> _Text section_
^^^^^^^^

Reporting its work in the journal Electrophoresis ("Analysis of fullerene-based nanomaterial in serum matrix by CE"), this research team used capillary electrophoresis, a standard laboratory tool, to analyze a wide variety of concentrations of carboxyfullerene, a water-soluble nanoparticle related to buckyballs, and dendrofullerene, a larger, hybrid nanoparticle combining the features of a buckyball with the highly-branced polymer chains found in dendrimers. Several research groups are developing these two nanoparticles for human biomedical applications.
For their analysis, the researchers explored the use of two different variants of capillary electrophoresis: capillary zone electrophoresis (CZE), the simplest and fastest form of capillary electrophoresis, and micellar electrokinetic chromatography (MECK), a slightly more complex and slower version of the basic electrophoresis method that uses an added surfactant to increase separation among closely related molecules.

^^^^^^^^

> _Dataset section_

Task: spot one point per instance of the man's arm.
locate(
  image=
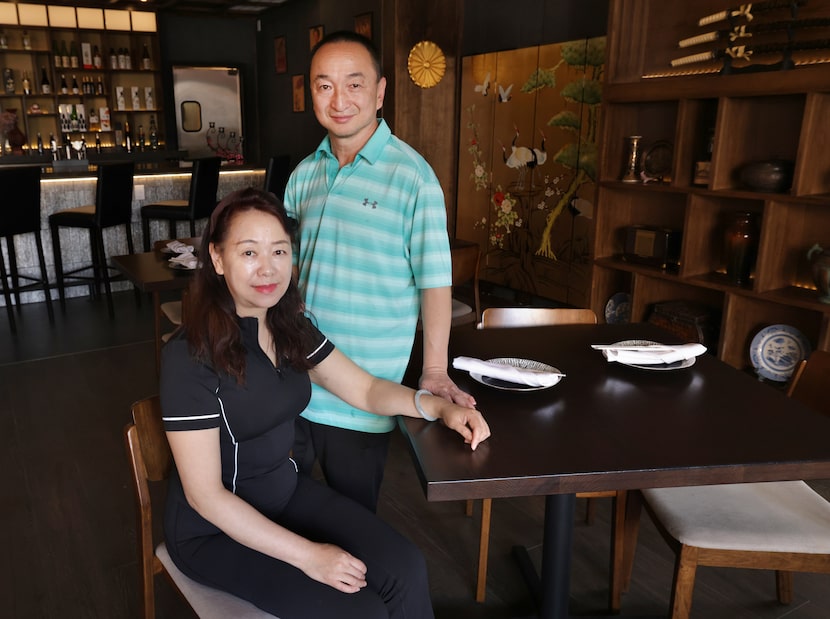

^^^^^^^^

> _Assignment_
From the passage on fullerene analysis, copy out the words starting with "For their analysis, the" and going on through "closely related molecules.". The listing is separate material, unrelated to the passage on fullerene analysis.

> _Response_
For their analysis, the researchers explored the use of two different variants of capillary electrophoresis: capillary zone electrophoresis (CZE), the simplest and fastest form of capillary electrophoresis, and micellar electrokinetic chromatography (MECK), a slightly more complex and slower version of the basic electrophoresis method that uses an added surfactant to increase separation among closely related molecules.